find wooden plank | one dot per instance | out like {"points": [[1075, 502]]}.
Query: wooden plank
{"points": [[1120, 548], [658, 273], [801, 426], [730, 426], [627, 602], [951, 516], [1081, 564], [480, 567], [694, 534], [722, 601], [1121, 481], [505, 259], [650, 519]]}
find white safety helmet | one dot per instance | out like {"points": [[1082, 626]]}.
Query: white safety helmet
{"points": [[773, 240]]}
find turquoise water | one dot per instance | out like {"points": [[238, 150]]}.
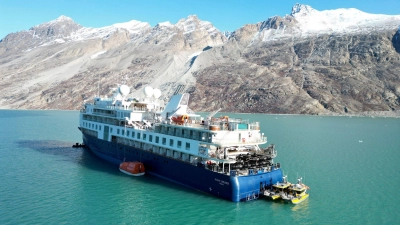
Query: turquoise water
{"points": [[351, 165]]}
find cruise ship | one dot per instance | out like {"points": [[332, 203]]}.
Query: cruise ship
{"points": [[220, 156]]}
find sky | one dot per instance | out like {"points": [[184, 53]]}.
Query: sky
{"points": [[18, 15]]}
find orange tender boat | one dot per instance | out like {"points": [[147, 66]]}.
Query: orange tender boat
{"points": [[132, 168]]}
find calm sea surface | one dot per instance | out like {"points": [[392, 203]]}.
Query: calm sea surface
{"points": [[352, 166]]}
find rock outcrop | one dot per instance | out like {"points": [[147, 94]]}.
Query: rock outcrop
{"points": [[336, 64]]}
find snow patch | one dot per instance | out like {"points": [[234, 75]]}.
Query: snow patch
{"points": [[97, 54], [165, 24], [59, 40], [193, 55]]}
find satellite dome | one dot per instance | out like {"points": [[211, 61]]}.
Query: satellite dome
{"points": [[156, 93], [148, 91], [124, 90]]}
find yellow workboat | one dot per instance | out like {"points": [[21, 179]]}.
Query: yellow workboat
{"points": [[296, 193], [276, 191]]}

+---+

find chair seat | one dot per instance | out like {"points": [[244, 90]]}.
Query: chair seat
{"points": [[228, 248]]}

+---+

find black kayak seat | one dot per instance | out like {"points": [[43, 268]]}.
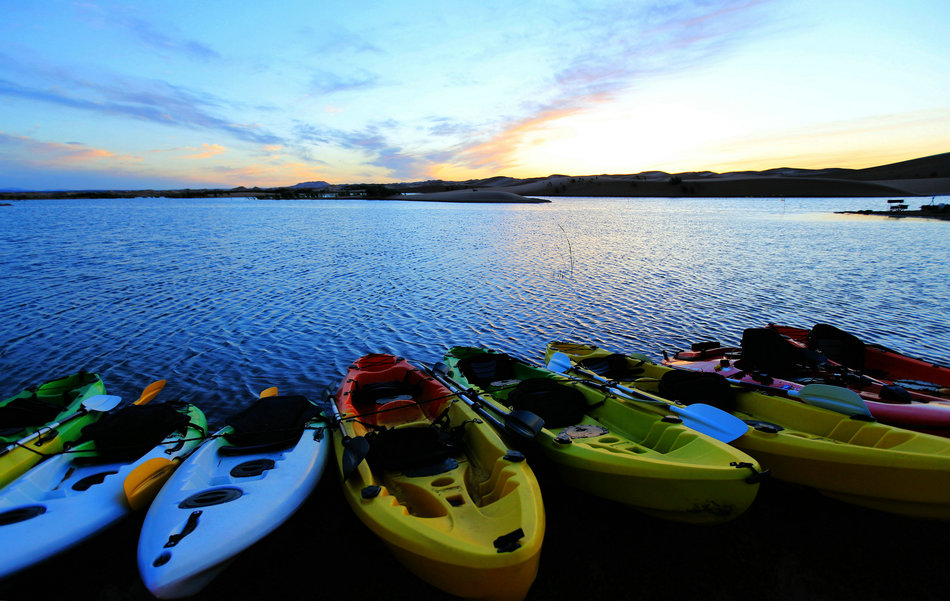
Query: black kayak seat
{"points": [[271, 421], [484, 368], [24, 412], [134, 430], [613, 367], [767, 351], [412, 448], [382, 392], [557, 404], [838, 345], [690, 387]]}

+---+

**INSTRUCTION**
Extract each line from the records above that contains the word "satellite", and copy it out word for word.

**SOLUTION**
find satellite dome | one dot per instance | out like {"points": [[211, 61]]}.
Query: satellite dome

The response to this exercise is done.